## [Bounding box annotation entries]

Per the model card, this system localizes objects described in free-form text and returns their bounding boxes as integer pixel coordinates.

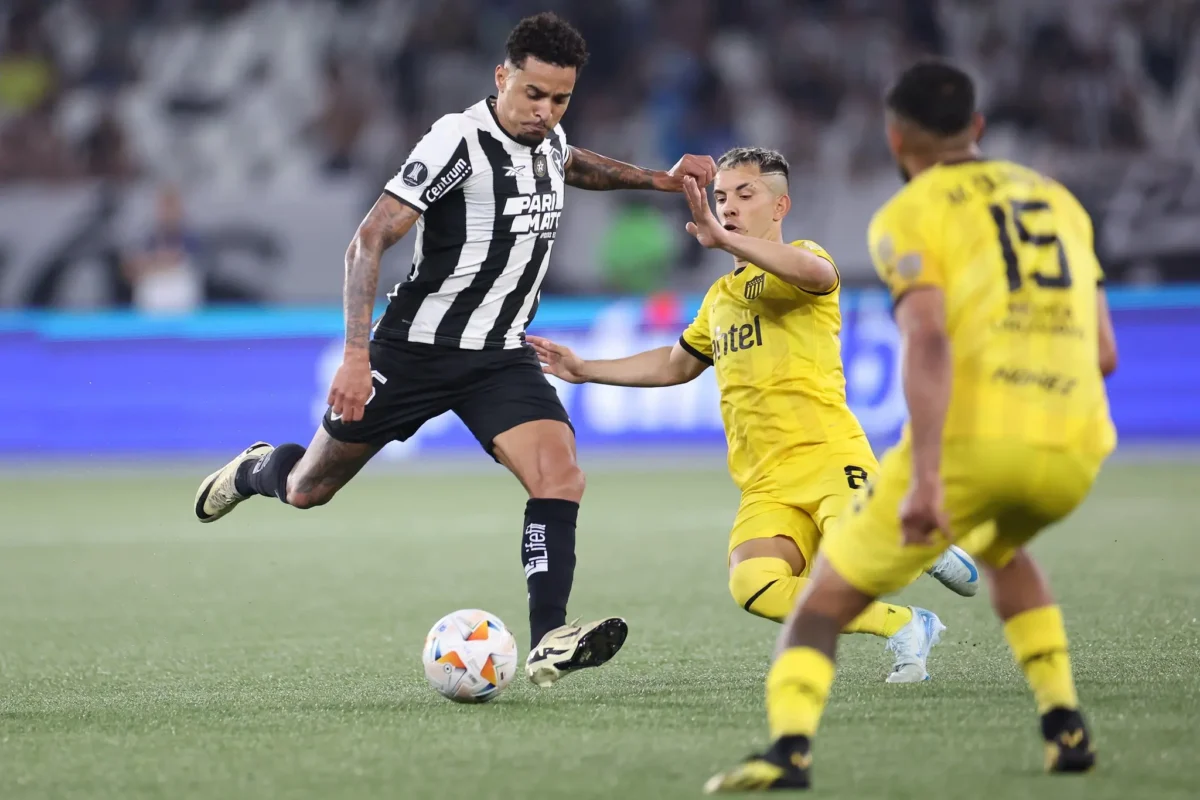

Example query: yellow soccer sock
[767,648,834,740]
[730,558,912,638]
[842,601,912,638]
[1004,606,1079,714]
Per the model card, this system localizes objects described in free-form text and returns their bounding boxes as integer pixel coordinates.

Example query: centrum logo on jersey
[504,192,563,239]
[424,158,470,205]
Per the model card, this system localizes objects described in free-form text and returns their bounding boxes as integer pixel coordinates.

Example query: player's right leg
[196,428,379,522]
[965,446,1099,772]
[196,341,451,522]
[984,548,1096,772]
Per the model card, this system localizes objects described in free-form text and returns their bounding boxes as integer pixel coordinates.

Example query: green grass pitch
[0,455,1200,800]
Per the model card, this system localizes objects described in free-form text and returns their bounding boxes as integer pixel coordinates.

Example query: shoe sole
[883,609,946,684]
[529,616,629,686]
[1046,750,1096,775]
[194,441,271,523]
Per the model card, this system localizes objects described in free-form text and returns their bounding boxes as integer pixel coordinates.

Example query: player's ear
[772,194,792,222]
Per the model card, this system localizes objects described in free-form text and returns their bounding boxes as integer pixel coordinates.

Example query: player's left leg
[454,349,629,686]
[704,447,960,793]
[704,555,875,794]
[730,513,913,639]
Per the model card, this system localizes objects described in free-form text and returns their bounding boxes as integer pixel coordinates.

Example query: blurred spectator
[80,0,138,90]
[308,56,370,173]
[600,196,682,293]
[125,187,204,313]
[82,107,137,180]
[0,102,82,184]
[0,5,59,119]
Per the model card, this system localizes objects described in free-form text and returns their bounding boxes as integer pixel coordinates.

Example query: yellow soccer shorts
[821,439,1104,597]
[728,437,878,576]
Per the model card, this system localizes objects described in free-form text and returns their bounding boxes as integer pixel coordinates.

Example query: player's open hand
[526,335,587,384]
[328,353,373,422]
[900,481,953,546]
[683,175,728,248]
[655,155,716,192]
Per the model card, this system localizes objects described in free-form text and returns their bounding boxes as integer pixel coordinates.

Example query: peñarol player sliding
[529,148,978,682]
[706,61,1116,792]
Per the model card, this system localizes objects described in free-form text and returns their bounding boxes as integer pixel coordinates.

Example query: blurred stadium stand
[0,0,1200,458]
[0,0,1200,311]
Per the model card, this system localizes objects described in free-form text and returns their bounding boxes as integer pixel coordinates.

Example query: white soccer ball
[424,608,517,703]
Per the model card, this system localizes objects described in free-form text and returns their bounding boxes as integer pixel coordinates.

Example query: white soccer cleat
[196,441,275,522]
[887,606,946,684]
[526,616,629,686]
[925,545,979,597]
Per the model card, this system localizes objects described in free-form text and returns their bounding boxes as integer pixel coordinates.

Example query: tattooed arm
[329,194,421,422]
[566,146,716,192]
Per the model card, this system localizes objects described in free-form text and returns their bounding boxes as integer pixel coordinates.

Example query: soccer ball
[424,608,517,703]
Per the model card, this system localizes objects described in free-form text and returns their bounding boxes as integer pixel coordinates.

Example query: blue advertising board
[0,288,1200,458]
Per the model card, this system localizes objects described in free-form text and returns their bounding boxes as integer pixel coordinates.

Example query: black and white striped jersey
[376,98,568,350]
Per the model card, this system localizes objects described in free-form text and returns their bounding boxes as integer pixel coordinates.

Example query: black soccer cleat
[1042,708,1096,772]
[704,736,812,794]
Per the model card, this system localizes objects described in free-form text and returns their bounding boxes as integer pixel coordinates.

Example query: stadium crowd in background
[0,0,1200,297]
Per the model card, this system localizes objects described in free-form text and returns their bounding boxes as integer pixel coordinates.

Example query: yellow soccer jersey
[869,161,1116,455]
[679,240,863,489]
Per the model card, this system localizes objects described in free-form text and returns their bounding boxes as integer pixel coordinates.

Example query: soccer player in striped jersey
[196,13,716,686]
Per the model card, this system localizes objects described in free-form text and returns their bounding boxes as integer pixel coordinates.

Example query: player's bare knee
[528,462,587,503]
[280,473,334,510]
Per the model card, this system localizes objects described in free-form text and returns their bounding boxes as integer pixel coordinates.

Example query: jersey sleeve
[679,289,713,366]
[788,239,841,297]
[384,114,472,213]
[868,195,946,301]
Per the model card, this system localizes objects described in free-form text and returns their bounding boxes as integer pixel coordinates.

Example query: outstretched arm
[1096,287,1117,378]
[565,146,716,192]
[329,194,421,422]
[526,336,708,387]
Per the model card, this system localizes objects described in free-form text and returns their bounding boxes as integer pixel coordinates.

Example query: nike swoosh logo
[950,551,979,583]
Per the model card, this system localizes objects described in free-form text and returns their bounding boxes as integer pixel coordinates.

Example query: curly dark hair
[504,11,588,71]
[884,60,976,137]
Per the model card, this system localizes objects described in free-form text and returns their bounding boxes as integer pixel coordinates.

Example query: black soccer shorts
[322,339,574,458]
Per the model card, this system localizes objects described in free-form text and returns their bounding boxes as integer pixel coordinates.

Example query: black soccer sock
[521,498,580,648]
[233,444,305,503]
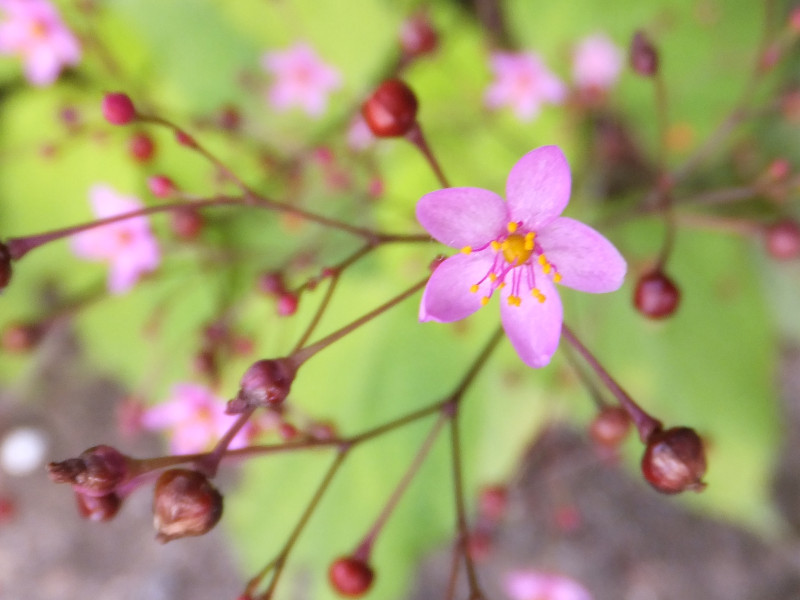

## [To do]
How many lines in the records above contain the string "soccer", with case counting? Reply with the number alone.

## [Reply]
10